Source text:
━━━━━━
Currently quantitative RNA-Seq methods are pushed to work with increasingly small starting amounts of RNA that require PCR amplification to generate libraries. However, it is unclear how much noise or bias amplification introduces and how this effects precision and accuracy of RNA quantification. To assess the effects of amplification, reads that originated from the same RNA molecule (PCR-duplicates) need to be identified. Computationally, read duplicates are defined via their mapping position, which does not distinguish PCR- from natural duplicates that are bound to occur for highly transcribed RNAs. Hence, it is unclear how to treat duplicate reads and how important it is to reduce PCR amplification experimentally.
Here, researchers from Ludwig Maximilians University have generated and analysed RNA-Seq datasets that were prepared with three different protocols (Smart-Seq, TruSeq and UMI-seq). They found that a large fraction of computationally identified read duplicates can be explained by sampling and fragmentation bias. Consequently, the computational removal of duplicates does not improve accuracy, power or false discovery rates, but can actually worsen them. Even when duplicates are experimentally identified by unique molecular identifiers (UMIs), power and false discovery rate are only mildly improved. However, the researchers did find that power does improve with fewer PCR amplification cycles across datasets and that early barcoding of samples and hence PCR amplification in one reaction can restore this loss of power.
Removing duplicates does not improve the accuracy of expression quantification as measured using the ERCC spike-ins. Expression levels as quantified in transcripts per million reads (TPM) are a good predictor of the concentrations of the ERCC spike-ins. The log-linear fit of TPM vs. Molarity for one exemplary sample of the UHRR-TruSeq dataset is shown in a). The most accurate prediction of ERCC molarity is the TPM estimator using all reads (grey). Removing duplicates as PE (yellow) makes the fit a little worse and removing SE-duplicates (yellow) much worse. The adjusted R2 for all samples are summarized in b), the median for each dataset is marked as black line. The R2 of the TPM estimate from the removal of PCR-duplicates using UMIs (green) is surprisingly similar to keeping PCR-duplicates (grey).
Computational removal of read duplicates is not recommended for differential expression analysis. However, the pooling of samples as made possible by the early barcoding of the UMI-protocol leads to an appreciable increase in the power to detect differentially expressed genes.
━━━━━━
Dataset excerpts:
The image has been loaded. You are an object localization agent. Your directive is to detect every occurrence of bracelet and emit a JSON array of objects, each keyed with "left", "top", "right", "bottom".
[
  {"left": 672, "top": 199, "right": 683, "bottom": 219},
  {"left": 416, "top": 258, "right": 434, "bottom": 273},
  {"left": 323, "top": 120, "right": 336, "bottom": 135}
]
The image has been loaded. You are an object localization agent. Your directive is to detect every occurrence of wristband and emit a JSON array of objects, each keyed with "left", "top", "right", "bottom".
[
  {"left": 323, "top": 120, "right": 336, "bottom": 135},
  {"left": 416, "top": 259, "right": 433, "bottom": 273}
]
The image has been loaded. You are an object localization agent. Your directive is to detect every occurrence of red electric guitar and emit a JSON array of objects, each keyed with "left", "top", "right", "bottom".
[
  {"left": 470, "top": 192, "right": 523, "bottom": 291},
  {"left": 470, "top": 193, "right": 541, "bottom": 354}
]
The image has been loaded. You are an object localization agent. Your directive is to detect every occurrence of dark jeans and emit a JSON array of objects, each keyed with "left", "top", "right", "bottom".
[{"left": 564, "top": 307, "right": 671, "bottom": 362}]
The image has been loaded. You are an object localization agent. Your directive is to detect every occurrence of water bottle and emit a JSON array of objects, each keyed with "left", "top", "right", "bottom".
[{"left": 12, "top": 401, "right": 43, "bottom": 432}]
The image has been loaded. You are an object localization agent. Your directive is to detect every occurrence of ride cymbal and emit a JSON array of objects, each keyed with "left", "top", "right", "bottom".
━━━━━━
Try it: Copy the stretch of the RNA-Seq text from "Here, researchers from" through "loss of power." word for word. The records are separate material, unrelated to the RNA-Seq text.

Result of this task:
Here, researchers from Ludwig Maximilians University have generated and analysed RNA-Seq datasets that were prepared with three different protocols (Smart-Seq, TruSeq and UMI-seq). They found that a large fraction of computationally identified read duplicates can be explained by sampling and fragmentation bias. Consequently, the computational removal of duplicates does not improve accuracy, power or false discovery rates, but can actually worsen them. Even when duplicates are experimentally identified by unique molecular identifiers (UMIs), power and false discovery rate are only mildly improved. However, the researchers did find that power does improve with fewer PCR amplification cycles across datasets and that early barcoding of samples and hence PCR amplification in one reaction can restore this loss of power.